● Action item:
Set down all of the records below exactly, please, omitting the images.

*** Opening Data provided ***

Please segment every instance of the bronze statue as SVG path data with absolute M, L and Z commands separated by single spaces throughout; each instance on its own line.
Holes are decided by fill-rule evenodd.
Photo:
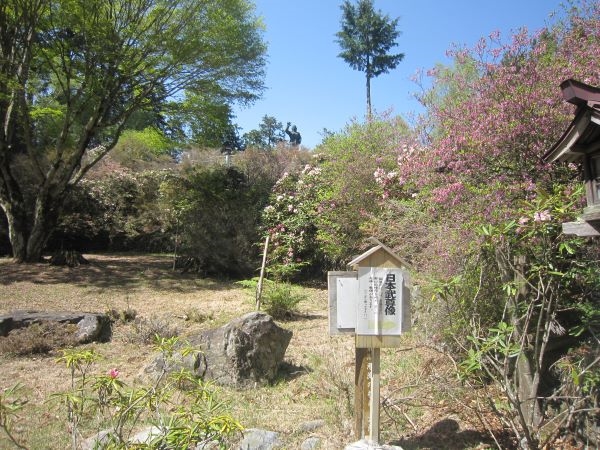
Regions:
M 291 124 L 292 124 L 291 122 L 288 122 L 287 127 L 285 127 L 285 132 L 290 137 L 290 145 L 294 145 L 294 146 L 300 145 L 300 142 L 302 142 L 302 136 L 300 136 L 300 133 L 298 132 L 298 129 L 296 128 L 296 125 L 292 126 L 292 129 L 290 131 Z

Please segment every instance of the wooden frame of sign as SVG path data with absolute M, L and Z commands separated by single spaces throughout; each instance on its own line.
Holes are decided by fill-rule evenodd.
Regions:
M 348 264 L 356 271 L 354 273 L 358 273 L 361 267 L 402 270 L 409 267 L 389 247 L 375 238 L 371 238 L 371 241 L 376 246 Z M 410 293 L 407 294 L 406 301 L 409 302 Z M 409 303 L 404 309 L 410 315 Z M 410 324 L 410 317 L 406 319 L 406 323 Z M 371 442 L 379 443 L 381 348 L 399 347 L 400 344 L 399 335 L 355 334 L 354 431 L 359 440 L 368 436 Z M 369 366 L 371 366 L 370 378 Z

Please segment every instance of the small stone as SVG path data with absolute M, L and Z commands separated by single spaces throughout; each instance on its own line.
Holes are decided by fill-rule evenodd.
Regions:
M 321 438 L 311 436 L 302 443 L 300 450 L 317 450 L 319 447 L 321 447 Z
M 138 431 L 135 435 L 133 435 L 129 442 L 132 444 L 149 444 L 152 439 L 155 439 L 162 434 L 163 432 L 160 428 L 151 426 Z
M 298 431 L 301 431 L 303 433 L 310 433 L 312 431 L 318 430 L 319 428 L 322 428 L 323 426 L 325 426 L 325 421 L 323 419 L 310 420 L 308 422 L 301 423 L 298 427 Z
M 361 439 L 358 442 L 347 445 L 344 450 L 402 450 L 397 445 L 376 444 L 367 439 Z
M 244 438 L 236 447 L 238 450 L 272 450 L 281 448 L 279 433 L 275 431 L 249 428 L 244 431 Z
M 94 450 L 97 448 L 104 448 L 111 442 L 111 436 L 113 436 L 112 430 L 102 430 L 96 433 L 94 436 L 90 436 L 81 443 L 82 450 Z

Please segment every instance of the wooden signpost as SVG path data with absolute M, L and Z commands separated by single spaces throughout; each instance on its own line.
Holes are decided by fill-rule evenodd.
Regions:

*** Closing Data provided ***

● Response to the task:
Please segment every instance of the bronze statue as SVG path data with absolute M, L and Z commands separated by single spaces throughout; each instance on its own line.
Holes are decided by fill-rule evenodd.
Photo:
Regions:
M 291 124 L 292 124 L 291 122 L 288 122 L 287 127 L 285 127 L 285 132 L 290 137 L 290 145 L 294 145 L 294 146 L 300 145 L 300 142 L 302 142 L 302 136 L 300 136 L 300 133 L 298 132 L 298 129 L 296 128 L 296 125 L 292 126 L 292 129 L 290 131 Z

Please segment every instance of the wooden frame of sign as SVG path data with absolute M, L and Z commands separated by single spaces throughout; each instance on its own line.
Holes are decided by fill-rule evenodd.
Regions:
M 348 264 L 356 271 L 354 273 L 358 273 L 361 267 L 402 270 L 409 267 L 389 247 L 375 238 L 371 238 L 371 241 L 376 246 Z M 410 293 L 407 294 L 406 301 L 409 302 Z M 409 303 L 404 309 L 410 315 Z M 410 324 L 410 317 L 406 319 L 406 323 Z M 371 442 L 379 443 L 381 348 L 399 347 L 400 344 L 399 335 L 355 334 L 354 431 L 359 440 L 368 436 Z M 369 366 L 371 366 L 370 378 Z

Please segment every instance of the small stone as SVG path data with absolute M, L and Z commands separated by single spaces throughout; each instance on its own line.
Holes are decided by fill-rule evenodd.
Regions:
M 321 438 L 311 436 L 302 443 L 300 450 L 317 450 L 319 447 L 321 447 Z
M 138 431 L 135 435 L 133 435 L 129 442 L 132 444 L 149 444 L 152 439 L 155 439 L 162 434 L 163 432 L 160 428 L 151 426 Z
M 298 431 L 301 431 L 303 433 L 310 433 L 312 431 L 318 430 L 319 428 L 322 428 L 323 426 L 325 426 L 325 421 L 323 419 L 310 420 L 308 422 L 301 423 L 298 427 Z
M 361 439 L 358 442 L 347 445 L 344 450 L 402 450 L 397 445 L 376 444 L 367 439 Z
M 244 438 L 236 447 L 238 450 L 272 450 L 281 448 L 279 433 L 275 431 L 249 428 L 244 431 Z
M 94 450 L 97 448 L 104 448 L 111 442 L 111 436 L 113 436 L 112 430 L 102 430 L 96 433 L 94 436 L 90 436 L 81 443 L 82 450 Z

Please segment every instance of the wooden signpost as SVG path data with absolute M, L and Z commands separated by single spaces throughout; each instance on its own line.
Holes are decided by fill-rule evenodd.
Regions:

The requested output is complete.